# Shot in the dark.....



## Owzy (Jan 19, 2009)

Hello people.

It's another one of those post's asking if anyone would be kind enough to let me watch them cleaning, moving etc DWA.

Thinking of getting one in far future, it's not the handling so much but want to know about rooms, set ups, procedures etc. No better way to learn than seeing up close!

If anyone would be kind enough to PM me good sources of info, places to go, people to see that kind of thing also I would appreciate it very much.

Thanks, Owen.

PS. Forgot to add based in London but have car so can travel.


----------



## shiftylou (Apr 27, 2008)

cleaning what?


----------



## Owzy (Jan 19, 2009)

shiftylou said:


> cleaning what?


Vivs, I doubt many get them out to play around with everyday so that is the ideal time to see how people deal with them.


----------



## abandonallhope (Jun 19, 2009)

shiftylou said:


> cleaning what?


Shite, urates etc.

You still need to clean their vivs out like any other snake.:2thumb:

How old are you? I doubt anyone will even consider it until your over 18 - also what experience do you have. How many non-venomous snakes and how long have you kept them for etc.


----------



## Owzy (Jan 19, 2009)

abandonallhope said:


> Shite, urates etc.
> 
> You still need to clean their vivs out like any other snake.:2thumb:
> 
> How old are you? I doubt anyone will even consider it until your over 18 - also what experience do you have. How many non-venomous snakes and how long have you kept them for etc.


No offence but you clearly do not own or have owned DWA.

I am 21, how old are YOU

Not even going to answer the other questions as they are non of your concern.


----------



## abandonallhope (Jun 19, 2009)

Owzy said:


> No offence but you clearly do not own or have owned DWA.
> 
> I am 21, how old are YOU
> 
> Not even going to answer the other questions as they are non of your concern.


I'm trying to help you out here!

In case it hadn't entered your tiny head you need to be 18 to hold a DWA licence and from EXPERINCE I know no one with DWA animals will let you interact with them before you are 18. It was a simple question that deserved a civil answer! As for experience with other snakes and how long you have been keeping them for this is also important as you need a good few years experince with non venomous before you even consider starting working towards a licence of your own. This are all things people want to know before offering you the chance to work on their collection.

Don't bother posting if your going to take offence when your asked questions on here - I was going to point you in the direction of someone who might have let you work with him but you can forget it now.

Oh and my experience with DWA is irrelevent. I may not have any hands on experience - mostly out of choice but I clearly know a damn site more about it that you!


----------



## abandonallhope (Jun 19, 2009)

Plus every kid in the country seems to want to get a DWA licence and seem to think that people are going to let a minor into handle their collection whan they are only 14 or 15.


----------



## Owzy (Jan 19, 2009)

Thanks for clogging up my thread with your waffle.

I did not want anyone to answer to it, just a few pm's.

You were treating me like an ldiot straight away and still are, however from a quick glance at your profile I can see I am missing out on very little from not befriending you. 

You clearly know more? SILLY. You have given me no information & seem to think you are the higher authority straight away. As for the 'kids' who come on here and ask advise, well you look about 12 in that stupid picture with your hood up.

Please do not reply.

• _Brief_
Write the next post in the forum thread about learning to keep dangerous wild animal snakes, following on from its final message. The material that comes next is unrelated to the forum thread above.

• _Given material_

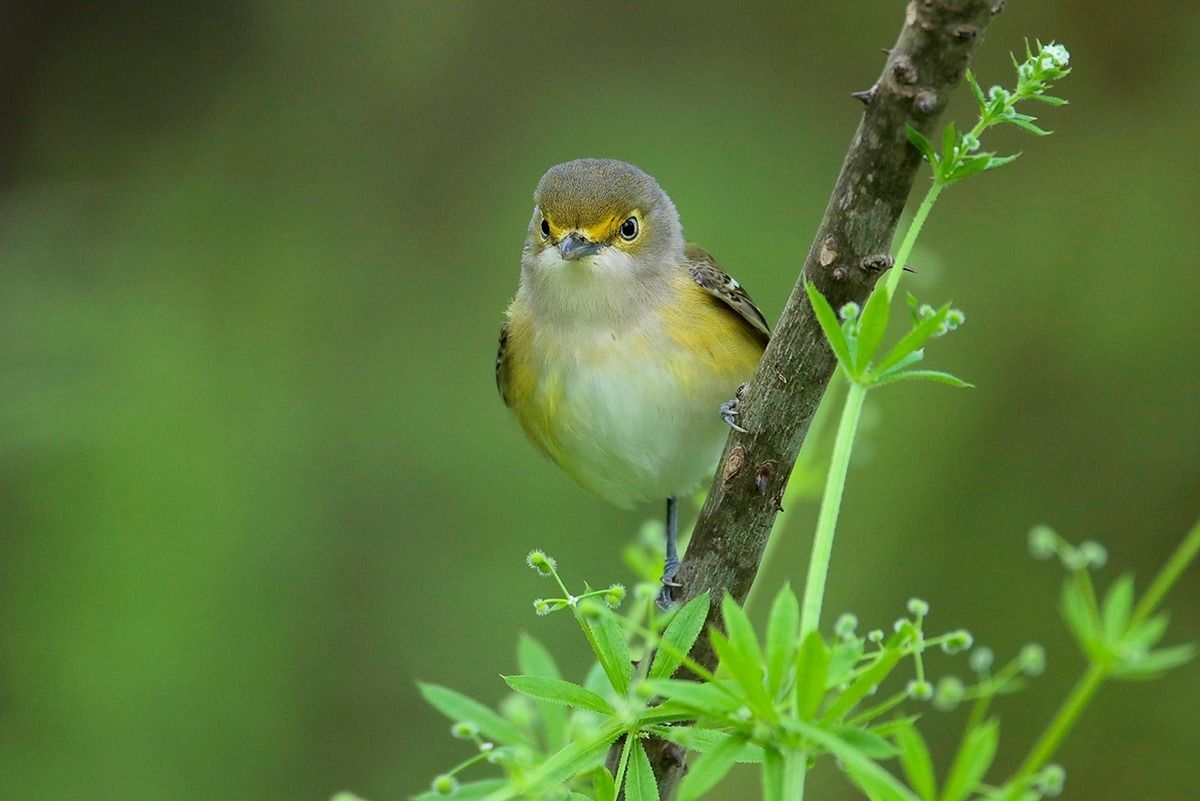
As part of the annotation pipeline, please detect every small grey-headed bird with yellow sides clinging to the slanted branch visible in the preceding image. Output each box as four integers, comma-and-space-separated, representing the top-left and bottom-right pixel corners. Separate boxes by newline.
496, 158, 770, 599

• _Written response_
----------



## abandonallhope (Jun 19, 2009)

Owzy said:


> Thanks for clogging up my thread with your waffle.
> 
> I did not want anyone to answer to it, just a few pm's.
> 
> ...


What does your not befriending me or a very old picture have to do with anything? It really shows your age when you resort to low brow, idiotic comments about peoples looks. Honestly I thought most people grew out of that once they left school, I suppose you'll be telling teacher that I'm being mean to you next.

You jump down my throat for asking a few questions BEFORE I point you in the direction of someone who would have probably let you work with him for a few months to help gain your DWA and you expect me NOT to get annoyed about it. Shame really since he has about 30 different species, including Rear fanged, front fanged, spitting cobras, lizards, caiman and a couple of venomous spiders. Working with a bloke like that would really of helped you get your licence.

I gaurantee you these are questions people will ask you and if you reply in this manner the only DWA animals your going to be handling are pissed of rabbits.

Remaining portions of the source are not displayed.